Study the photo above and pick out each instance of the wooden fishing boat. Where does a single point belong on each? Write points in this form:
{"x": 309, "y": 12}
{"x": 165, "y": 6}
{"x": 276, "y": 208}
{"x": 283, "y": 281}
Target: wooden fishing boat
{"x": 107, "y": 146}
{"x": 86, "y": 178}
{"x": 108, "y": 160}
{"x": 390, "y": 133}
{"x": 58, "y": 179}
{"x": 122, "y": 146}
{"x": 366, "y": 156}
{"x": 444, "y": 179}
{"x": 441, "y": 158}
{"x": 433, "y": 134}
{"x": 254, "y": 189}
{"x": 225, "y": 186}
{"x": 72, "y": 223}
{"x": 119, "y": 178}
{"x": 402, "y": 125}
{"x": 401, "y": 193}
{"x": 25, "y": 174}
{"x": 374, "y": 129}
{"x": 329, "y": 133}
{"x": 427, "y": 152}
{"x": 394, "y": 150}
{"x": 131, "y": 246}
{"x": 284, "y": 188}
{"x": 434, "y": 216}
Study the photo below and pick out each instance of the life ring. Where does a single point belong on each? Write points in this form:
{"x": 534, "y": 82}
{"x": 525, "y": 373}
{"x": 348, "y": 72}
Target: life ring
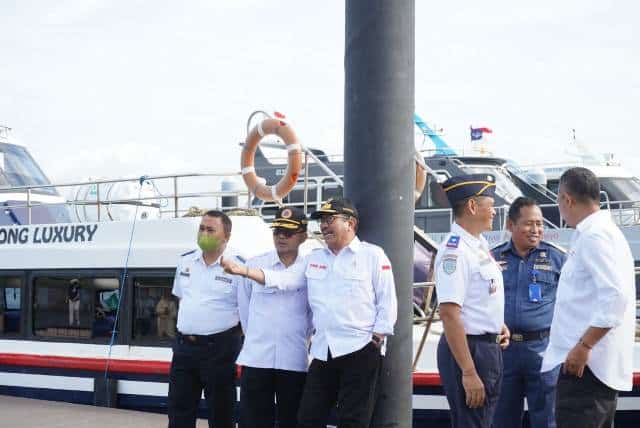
{"x": 421, "y": 176}
{"x": 257, "y": 185}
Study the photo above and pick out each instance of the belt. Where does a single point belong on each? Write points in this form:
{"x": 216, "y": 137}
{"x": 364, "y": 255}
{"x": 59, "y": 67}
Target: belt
{"x": 530, "y": 335}
{"x": 488, "y": 337}
{"x": 208, "y": 338}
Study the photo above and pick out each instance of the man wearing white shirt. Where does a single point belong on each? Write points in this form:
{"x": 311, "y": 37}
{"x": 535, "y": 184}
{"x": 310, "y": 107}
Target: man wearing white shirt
{"x": 208, "y": 338}
{"x": 352, "y": 297}
{"x": 592, "y": 332}
{"x": 277, "y": 326}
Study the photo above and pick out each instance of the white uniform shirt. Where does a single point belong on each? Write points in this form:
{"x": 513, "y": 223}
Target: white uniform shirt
{"x": 596, "y": 288}
{"x": 468, "y": 276}
{"x": 351, "y": 295}
{"x": 208, "y": 296}
{"x": 276, "y": 323}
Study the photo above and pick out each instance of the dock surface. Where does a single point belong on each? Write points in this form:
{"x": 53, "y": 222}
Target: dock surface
{"x": 27, "y": 413}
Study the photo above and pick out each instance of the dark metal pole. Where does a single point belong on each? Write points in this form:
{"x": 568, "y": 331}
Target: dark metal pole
{"x": 380, "y": 170}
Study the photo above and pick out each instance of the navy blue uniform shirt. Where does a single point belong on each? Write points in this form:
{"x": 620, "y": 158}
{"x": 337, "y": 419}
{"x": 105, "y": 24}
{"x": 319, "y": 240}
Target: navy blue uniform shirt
{"x": 525, "y": 311}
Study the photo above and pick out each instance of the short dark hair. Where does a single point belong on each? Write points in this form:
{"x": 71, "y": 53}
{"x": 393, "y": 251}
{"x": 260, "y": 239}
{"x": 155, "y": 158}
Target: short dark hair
{"x": 226, "y": 221}
{"x": 458, "y": 207}
{"x": 517, "y": 205}
{"x": 582, "y": 184}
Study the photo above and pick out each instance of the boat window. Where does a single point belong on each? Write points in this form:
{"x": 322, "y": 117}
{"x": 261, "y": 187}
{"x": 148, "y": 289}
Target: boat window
{"x": 10, "y": 305}
{"x": 155, "y": 309}
{"x": 621, "y": 188}
{"x": 505, "y": 187}
{"x": 75, "y": 307}
{"x": 19, "y": 169}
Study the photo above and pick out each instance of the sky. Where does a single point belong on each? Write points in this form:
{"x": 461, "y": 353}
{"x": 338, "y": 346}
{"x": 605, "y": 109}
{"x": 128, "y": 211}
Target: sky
{"x": 122, "y": 88}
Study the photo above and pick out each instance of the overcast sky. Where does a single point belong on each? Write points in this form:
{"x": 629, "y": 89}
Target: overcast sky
{"x": 104, "y": 88}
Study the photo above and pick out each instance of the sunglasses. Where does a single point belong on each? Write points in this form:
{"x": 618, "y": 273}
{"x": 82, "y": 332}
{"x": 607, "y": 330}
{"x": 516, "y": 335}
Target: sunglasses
{"x": 284, "y": 232}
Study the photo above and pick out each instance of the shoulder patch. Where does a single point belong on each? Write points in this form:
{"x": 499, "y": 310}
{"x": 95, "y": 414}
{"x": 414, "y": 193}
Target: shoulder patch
{"x": 449, "y": 263}
{"x": 453, "y": 242}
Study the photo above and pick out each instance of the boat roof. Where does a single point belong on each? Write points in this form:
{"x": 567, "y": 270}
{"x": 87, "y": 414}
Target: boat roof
{"x": 156, "y": 243}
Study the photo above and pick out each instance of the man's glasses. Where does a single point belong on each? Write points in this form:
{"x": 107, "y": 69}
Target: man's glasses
{"x": 284, "y": 232}
{"x": 329, "y": 219}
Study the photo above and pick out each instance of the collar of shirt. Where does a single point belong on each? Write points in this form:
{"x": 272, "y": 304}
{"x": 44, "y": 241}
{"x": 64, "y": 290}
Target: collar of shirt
{"x": 274, "y": 260}
{"x": 354, "y": 246}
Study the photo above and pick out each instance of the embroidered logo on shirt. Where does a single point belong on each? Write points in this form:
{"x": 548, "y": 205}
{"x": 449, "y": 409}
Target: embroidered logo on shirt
{"x": 224, "y": 279}
{"x": 492, "y": 286}
{"x": 317, "y": 266}
{"x": 453, "y": 241}
{"x": 449, "y": 263}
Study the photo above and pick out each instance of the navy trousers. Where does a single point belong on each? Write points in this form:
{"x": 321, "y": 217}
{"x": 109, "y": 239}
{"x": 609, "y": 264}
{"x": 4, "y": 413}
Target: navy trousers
{"x": 522, "y": 378}
{"x": 487, "y": 358}
{"x": 207, "y": 363}
{"x": 257, "y": 391}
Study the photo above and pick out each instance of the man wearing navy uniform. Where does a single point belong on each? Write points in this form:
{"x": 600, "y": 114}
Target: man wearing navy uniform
{"x": 471, "y": 295}
{"x": 277, "y": 326}
{"x": 208, "y": 338}
{"x": 352, "y": 297}
{"x": 530, "y": 269}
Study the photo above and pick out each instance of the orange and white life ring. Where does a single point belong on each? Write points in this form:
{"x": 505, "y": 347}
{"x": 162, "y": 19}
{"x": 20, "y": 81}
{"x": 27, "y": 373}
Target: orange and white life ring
{"x": 257, "y": 185}
{"x": 421, "y": 176}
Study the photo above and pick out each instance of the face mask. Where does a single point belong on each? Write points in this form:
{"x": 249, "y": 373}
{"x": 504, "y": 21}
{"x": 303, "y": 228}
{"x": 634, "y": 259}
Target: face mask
{"x": 209, "y": 243}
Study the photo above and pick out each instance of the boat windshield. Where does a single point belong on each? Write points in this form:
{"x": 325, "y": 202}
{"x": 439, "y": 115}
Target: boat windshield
{"x": 621, "y": 188}
{"x": 505, "y": 188}
{"x": 17, "y": 168}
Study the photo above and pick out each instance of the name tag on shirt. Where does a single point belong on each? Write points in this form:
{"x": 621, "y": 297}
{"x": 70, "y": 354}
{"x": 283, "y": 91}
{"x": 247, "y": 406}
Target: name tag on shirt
{"x": 224, "y": 279}
{"x": 535, "y": 292}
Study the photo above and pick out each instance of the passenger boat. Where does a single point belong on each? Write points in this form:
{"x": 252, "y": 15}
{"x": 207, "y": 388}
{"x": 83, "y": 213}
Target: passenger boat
{"x": 114, "y": 347}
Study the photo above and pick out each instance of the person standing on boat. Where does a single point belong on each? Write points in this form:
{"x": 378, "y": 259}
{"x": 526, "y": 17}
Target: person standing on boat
{"x": 352, "y": 296}
{"x": 470, "y": 291}
{"x": 208, "y": 338}
{"x": 277, "y": 327}
{"x": 530, "y": 270}
{"x": 592, "y": 334}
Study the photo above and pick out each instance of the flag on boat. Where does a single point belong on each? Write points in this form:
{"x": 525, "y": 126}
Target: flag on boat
{"x": 476, "y": 133}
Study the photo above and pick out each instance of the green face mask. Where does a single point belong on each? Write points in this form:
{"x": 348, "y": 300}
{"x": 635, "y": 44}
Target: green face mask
{"x": 209, "y": 243}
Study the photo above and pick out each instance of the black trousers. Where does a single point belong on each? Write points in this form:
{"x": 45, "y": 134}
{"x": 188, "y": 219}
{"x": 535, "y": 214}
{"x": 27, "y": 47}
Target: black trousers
{"x": 584, "y": 402}
{"x": 257, "y": 391}
{"x": 206, "y": 364}
{"x": 350, "y": 381}
{"x": 487, "y": 358}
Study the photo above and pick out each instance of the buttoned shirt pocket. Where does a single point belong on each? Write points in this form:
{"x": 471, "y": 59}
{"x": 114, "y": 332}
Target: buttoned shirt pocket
{"x": 351, "y": 281}
{"x": 548, "y": 282}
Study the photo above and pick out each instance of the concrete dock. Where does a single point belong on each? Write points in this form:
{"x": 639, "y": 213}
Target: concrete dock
{"x": 27, "y": 413}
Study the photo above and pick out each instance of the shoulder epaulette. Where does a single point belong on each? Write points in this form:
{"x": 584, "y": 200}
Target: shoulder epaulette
{"x": 498, "y": 245}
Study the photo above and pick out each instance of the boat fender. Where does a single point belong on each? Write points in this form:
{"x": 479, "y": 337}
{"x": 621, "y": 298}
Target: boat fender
{"x": 257, "y": 185}
{"x": 421, "y": 176}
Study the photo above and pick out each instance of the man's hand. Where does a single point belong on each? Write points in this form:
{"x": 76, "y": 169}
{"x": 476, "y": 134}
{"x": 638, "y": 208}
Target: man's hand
{"x": 505, "y": 334}
{"x": 231, "y": 267}
{"x": 473, "y": 389}
{"x": 576, "y": 360}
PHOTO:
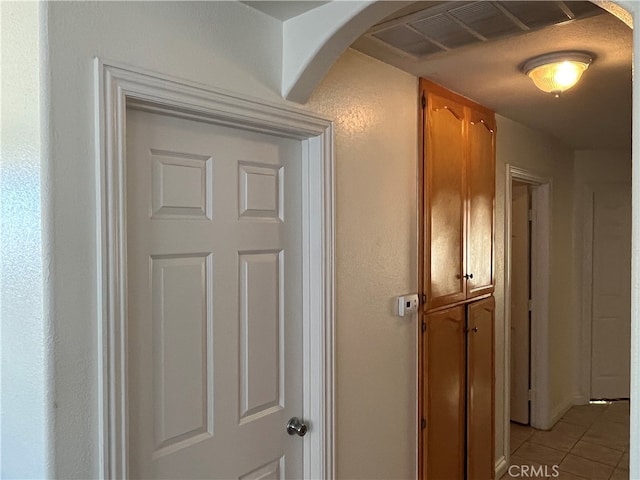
____________
◆ Task requirements
Your reply should consist solely of the lines above, from the opening line through the line with "of the dark", reproduced exactly and without pictures.

◆ Solution for this exercise
Study the photo above and pick out each instance of the wooden fishing boat. Where does a single point belong on each? Write points in this form:
{"x": 309, "y": 12}
{"x": 165, "y": 6}
{"x": 276, "y": 208}
{"x": 283, "y": 281}
Target: wooden fishing boat
{"x": 107, "y": 146}
{"x": 86, "y": 178}
{"x": 108, "y": 160}
{"x": 390, "y": 133}
{"x": 58, "y": 179}
{"x": 122, "y": 146}
{"x": 366, "y": 156}
{"x": 444, "y": 179}
{"x": 441, "y": 158}
{"x": 433, "y": 134}
{"x": 254, "y": 189}
{"x": 225, "y": 186}
{"x": 72, "y": 223}
{"x": 119, "y": 178}
{"x": 402, "y": 125}
{"x": 401, "y": 193}
{"x": 25, "y": 174}
{"x": 374, "y": 129}
{"x": 329, "y": 133}
{"x": 427, "y": 152}
{"x": 394, "y": 150}
{"x": 131, "y": 246}
{"x": 284, "y": 188}
{"x": 434, "y": 216}
Study the photo below and pick out each instance of the life ring. Where does a single point belong on each? Write points in this form:
{"x": 534, "y": 82}
{"x": 525, "y": 373}
{"x": 348, "y": 72}
Target: life ring
{"x": 421, "y": 176}
{"x": 257, "y": 185}
Study the photo above and pick out each instance of the belt. Where does a single point belong on each? Write points in this form:
{"x": 216, "y": 137}
{"x": 364, "y": 255}
{"x": 59, "y": 67}
Target: belt
{"x": 530, "y": 335}
{"x": 488, "y": 337}
{"x": 208, "y": 338}
Study the photo above and pick out each instance of the man wearing white shirt. Where does a single point belong on each? Write points in this form:
{"x": 311, "y": 37}
{"x": 535, "y": 184}
{"x": 310, "y": 107}
Target: man wearing white shirt
{"x": 208, "y": 338}
{"x": 352, "y": 297}
{"x": 592, "y": 332}
{"x": 277, "y": 326}
Study the photo above and pick out each instance of the white uniform shirt. Where does a single point belong on each? Write points in this form:
{"x": 513, "y": 223}
Target: white uniform shirt
{"x": 596, "y": 288}
{"x": 468, "y": 276}
{"x": 351, "y": 295}
{"x": 208, "y": 296}
{"x": 276, "y": 323}
Study the photo above and pick out each instance of the dock surface. Where does a single point belong on each? Write points in this form:
{"x": 53, "y": 222}
Target: dock surface
{"x": 27, "y": 413}
Study the photo above and pick out each instance of the dark metal pole. Where does a single point belong on each? Write points in this form:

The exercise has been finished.